[PROVIDED TEXT]:
□ □ □ □ □ □ □

Truck driver Jesus Perlera, 39, puts in long days transporting grocery products from the Port of Oakland to warehouses and supermarkets — work deemed essential during the coronavirus pandemic.
Perlera, an immigrant from El Salvador, has lived for two decades in the United States. But his right to be here, and his permit to work, depend on a humanitarian protection — known as temporary protected status (TPS) — that President Trump has been fighting to end for nationals from El Salvador and five other countries.
Throughout Trump's presidency, Perlera has spent many sleepless nights at his home in Concord, worrying that if his TPS ends, he could lose his business and be separated from his two U.S.-born children.
So when Joe Biden won the presidential election earlier this month, signaling a sea change in immigration policy, Perlera was deeply relieved.
“I felt an enormous amount of peace,” Perlera said in Spanish. “I feel more relaxed and calm. Now I hope this new Biden administration fulfills what it has promised us.”
Perlera is one of nearly a quarter of a million immigrants in California — including an estimated 85,000 essential workers — whose temporary permits to live and work in the U.S. could be protected under Biden. The president-elect is expected to use his executive power to reverse many of Trump’s attempts to crackdown on immigration, including his efforts to strip TPS from most recipients and to end Deferred Action for Childhood Arrivals, a program that benefits hundreds of thousands of young undocumented people known as Dreamers.
While Biden has also promised to pursue a broader immigration reform bill that grants a pathway to citizenship to all 11 million undocumented immigrants in the U.S. — including DACA and TPS holders — succeeding in that effort will be a much heavier lift.
For one thing, to pass legislation, Biden will need a majority of votes in the Senate, which he is not guaranteed to have. But the new president will also have to wrestle with more pressing priorities at the beginning of his administration, said Muzaffar Chishti, a senior fellow at the Migration Policy Institute in Washington, D.C.
“The pandemic is going to dominate the oxygen for at least one year,” said Chishti. “The presidency will have very little time to do anything in a focused way on anything other than health and economic issues.”

□ □ □ □ □ □ □

[DATASET EXCERPTS]:
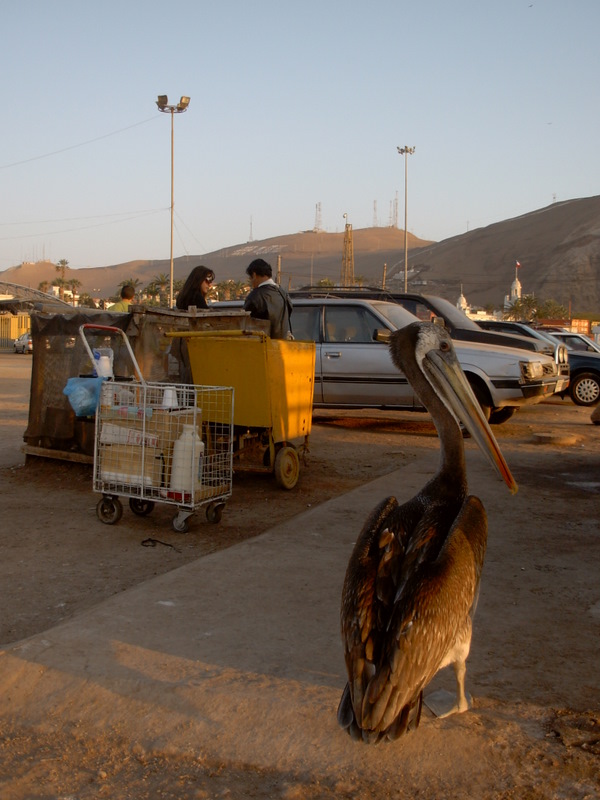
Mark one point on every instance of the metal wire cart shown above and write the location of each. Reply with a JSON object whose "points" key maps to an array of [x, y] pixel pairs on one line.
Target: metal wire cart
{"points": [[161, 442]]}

□ □ □ □ □ □ □

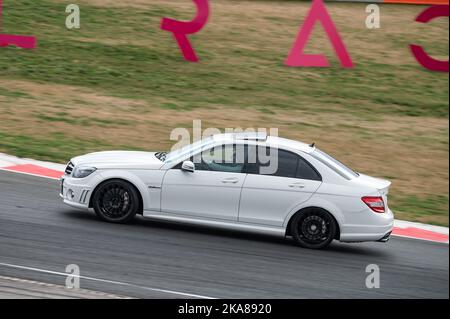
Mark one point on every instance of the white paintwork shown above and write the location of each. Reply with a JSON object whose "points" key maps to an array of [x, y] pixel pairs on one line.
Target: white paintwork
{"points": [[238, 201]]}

□ □ □ □ □ □ □

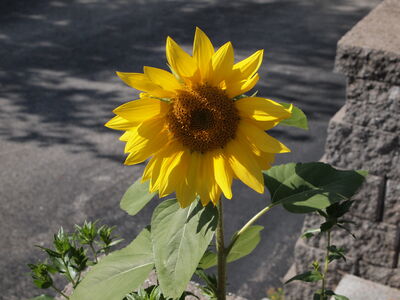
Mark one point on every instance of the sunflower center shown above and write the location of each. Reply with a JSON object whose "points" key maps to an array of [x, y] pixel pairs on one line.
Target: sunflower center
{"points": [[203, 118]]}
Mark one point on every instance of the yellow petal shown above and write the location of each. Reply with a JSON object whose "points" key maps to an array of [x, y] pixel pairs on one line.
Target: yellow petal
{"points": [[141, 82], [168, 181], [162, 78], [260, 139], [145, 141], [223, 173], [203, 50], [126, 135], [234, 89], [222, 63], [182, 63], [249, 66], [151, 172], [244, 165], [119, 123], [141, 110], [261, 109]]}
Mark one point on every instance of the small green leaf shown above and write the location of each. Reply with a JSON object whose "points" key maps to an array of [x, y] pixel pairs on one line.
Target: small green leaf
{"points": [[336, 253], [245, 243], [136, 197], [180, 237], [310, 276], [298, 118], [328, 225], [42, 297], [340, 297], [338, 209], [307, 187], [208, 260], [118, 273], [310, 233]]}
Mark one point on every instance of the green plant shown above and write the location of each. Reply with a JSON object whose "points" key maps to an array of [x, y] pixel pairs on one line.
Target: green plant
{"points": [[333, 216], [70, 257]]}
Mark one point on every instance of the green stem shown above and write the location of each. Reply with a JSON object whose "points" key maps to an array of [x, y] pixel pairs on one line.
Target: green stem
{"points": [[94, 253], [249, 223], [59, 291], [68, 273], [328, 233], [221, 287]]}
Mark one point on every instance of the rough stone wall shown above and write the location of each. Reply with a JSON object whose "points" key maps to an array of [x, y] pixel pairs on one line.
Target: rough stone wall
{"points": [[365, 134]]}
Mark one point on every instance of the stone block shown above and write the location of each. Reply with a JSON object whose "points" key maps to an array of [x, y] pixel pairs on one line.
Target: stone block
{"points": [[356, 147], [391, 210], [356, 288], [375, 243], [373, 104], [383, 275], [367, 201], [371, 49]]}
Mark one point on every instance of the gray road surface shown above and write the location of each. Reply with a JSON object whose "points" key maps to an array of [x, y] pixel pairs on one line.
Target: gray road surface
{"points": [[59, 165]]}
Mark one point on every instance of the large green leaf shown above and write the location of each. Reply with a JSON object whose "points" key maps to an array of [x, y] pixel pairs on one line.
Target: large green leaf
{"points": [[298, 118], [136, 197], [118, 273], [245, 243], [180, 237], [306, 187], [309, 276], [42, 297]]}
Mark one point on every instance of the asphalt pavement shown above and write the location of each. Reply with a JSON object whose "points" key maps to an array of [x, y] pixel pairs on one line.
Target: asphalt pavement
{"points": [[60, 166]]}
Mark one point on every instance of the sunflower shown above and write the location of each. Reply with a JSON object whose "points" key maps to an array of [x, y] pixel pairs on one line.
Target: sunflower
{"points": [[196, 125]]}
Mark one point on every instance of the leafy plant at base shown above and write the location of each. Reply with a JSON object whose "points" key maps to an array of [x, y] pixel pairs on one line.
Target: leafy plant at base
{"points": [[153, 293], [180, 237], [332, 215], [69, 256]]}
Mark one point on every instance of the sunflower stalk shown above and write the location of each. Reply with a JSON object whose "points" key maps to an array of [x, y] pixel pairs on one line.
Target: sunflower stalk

□ □ □ □ □ □ □

[WHAT THIS TASK INVOLVES]: In the article about temporary protected status, why will passing a broader immigration reform bill be harder for Biden than reversing Trump's policies? Answer in one to three sentences.

[SOLVED EXERCISE]: To pass legislation, Biden will need a majority of votes in the Senate, which he is not guaranteed to have. He will also face more pressing priorities early in his administration, since the pandemic is expected to dominate for at least a year and leave little time for anything other than health and economic issues.